UCLA students gathered on Monday to protest against the current administration of the Community Programs Office. (Antonio Martinez/Daily Bruin)

By Sydney Kovach

May 29, 2021 2:31 p.m.

This post was updated May 31 at 12:41 p.m.

Dozens gathered on campus Monday to protest against a UCLA administrative office, calling for UCLA to return control of student-funded and student-run outreach programs to students.

The Mother Organizations coalition held the in-person demonstration against the current administration of the Community Programs Office. The CPO, which is housed under UCLA Student Affairs, currently oversees these programs.

Students voiced their concerns about administrative oversight in the programs’ hiring processes – programs which are funded by student fees, according to a press release. The protest also addressed a lack of transparency in records for more than $1 million in student fees and an allegedly hostile work environment for student leaders.

The Mother Organizations coalition, housed at the Community Programs Office, represents and advocates for underrepresented students at UCLA. The coalition includes MEChA, Samahang Pilipino and the Vietnamese Student Union, among others.

(Antonio Martinez/Daily Bruin)
The Mother Organizations coalition held the in-person protest against the CPO, where students voiced their concerns about administrative oversight. (Antonio Martinez/Daily Bruin)

“UCLA leaders are aware of the protest, and are reviewing a set of demands made in a related letter,” Bill Kisliuk, a UCLA spokesperson, said in a written statement. “(CPO) hopes to work with concerned students on to resolve any issues.”

CPO spends more than $1.2 million each year, but administrators have refused to provide student leaders with itemized budgets over the last five years, said Maxine Dimalanta, the chairpersonof the Student Initiated Outreach Committee. The SIOC is a student-run committee housed within the CPO.

Campus Retention Committee and SIOC members used to directly control all of their committees’ budgets, but because of budget structure changes from 2009 to 2017, the committees now control about half of their respective budgets.

[SHORT EXERCISE A]:
In the article on the UCLA protest, how much does the CPO spend each year?
[SHORT EXERCISE B]:
Please extend the article on the UCLA protest, starting after its final sentence.

[STORED RECORDS]:
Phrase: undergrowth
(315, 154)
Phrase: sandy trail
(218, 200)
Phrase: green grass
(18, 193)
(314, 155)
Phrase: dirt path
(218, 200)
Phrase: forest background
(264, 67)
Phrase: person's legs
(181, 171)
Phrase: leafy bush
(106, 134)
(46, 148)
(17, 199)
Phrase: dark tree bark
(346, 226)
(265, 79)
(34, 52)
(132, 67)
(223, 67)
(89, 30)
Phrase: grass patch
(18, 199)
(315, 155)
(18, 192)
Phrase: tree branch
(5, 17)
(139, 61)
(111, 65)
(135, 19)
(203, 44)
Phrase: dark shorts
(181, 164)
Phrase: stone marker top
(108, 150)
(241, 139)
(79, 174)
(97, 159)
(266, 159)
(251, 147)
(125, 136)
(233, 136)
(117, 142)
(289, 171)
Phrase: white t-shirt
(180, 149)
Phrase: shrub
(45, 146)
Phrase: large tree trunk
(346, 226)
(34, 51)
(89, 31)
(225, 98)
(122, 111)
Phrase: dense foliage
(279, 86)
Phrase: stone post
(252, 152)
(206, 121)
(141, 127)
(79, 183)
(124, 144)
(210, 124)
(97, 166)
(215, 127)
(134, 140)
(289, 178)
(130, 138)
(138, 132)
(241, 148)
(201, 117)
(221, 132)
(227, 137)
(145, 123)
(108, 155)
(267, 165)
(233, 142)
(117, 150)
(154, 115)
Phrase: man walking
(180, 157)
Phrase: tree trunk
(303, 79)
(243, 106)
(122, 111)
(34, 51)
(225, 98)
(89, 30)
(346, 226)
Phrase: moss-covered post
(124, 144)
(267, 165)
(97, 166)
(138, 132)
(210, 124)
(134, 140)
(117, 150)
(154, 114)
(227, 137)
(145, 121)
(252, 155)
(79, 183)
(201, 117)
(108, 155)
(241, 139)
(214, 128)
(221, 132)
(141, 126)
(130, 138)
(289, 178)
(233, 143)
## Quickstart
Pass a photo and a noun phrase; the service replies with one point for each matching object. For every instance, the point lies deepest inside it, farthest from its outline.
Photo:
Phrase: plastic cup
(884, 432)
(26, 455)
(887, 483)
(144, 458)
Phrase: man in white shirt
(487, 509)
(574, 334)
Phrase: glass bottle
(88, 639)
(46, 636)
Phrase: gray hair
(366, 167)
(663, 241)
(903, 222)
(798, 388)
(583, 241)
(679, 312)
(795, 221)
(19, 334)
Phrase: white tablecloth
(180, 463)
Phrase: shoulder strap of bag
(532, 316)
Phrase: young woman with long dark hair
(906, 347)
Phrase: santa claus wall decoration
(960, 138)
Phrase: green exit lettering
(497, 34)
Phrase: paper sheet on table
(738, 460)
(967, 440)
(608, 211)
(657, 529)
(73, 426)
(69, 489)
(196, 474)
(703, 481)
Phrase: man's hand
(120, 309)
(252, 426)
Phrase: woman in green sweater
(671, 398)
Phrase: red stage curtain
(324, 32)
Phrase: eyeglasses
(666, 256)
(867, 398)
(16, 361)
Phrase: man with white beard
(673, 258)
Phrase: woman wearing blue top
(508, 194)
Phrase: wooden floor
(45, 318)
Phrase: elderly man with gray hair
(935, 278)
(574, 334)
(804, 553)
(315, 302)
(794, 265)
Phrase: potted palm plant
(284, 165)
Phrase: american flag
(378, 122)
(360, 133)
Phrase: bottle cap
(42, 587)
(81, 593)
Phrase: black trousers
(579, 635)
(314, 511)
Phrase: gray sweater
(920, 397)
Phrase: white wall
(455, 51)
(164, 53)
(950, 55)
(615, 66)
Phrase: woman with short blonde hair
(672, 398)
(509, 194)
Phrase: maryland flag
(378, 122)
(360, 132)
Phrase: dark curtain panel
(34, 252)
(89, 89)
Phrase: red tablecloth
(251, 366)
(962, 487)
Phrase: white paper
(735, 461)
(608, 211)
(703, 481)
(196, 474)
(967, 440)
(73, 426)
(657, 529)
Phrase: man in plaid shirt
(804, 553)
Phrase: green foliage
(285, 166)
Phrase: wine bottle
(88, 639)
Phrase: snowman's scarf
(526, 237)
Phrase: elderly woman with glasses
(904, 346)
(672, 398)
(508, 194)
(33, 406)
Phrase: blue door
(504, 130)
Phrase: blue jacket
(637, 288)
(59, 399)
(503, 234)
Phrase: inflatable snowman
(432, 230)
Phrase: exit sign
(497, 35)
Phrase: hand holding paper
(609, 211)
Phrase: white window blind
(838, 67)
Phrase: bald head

[WRITTEN RESPONSE A]:
More than $1.2 million.

[WRITTEN RESPONSE B]:
Detailed budget reports for the CRC and SIOC – two CPO committees – are unavailable to the public, including members of the committees themselves.

[Related link: Past restructurings of 2 CPO committees’ budgets leave student leaders in the dark]

“Over the last 15 years, there’ve been administrators in the Community Programs Office that have slowly stripped student autonomy from student-initiated, student-funded and student-run programs,” said Dimalanta, who is a third-year education and social transformation student.

Demonstrators were protesting to reaffirm student autonomy in CPO, said Josephine Flores, the president of Samahang Pilipino at UCLA and a fourth-year Asian American studies and psychology student. Flores said students were also speaking out against the neglect students allegedly faced over the past 10 years.

CPO’s lack of support, transparency and communication has forced students to sacrifice their goals and mental health to run their CPO projects, said Christian Drake Hipe, the student project director of the Samahang Pilipino Education and Retention project.

“I love this community, (but) … frankly, I’m burnt out,” Hipe said. “For those of you that are going to keep fighting for student power, don’t ever let being a student be a weakness.”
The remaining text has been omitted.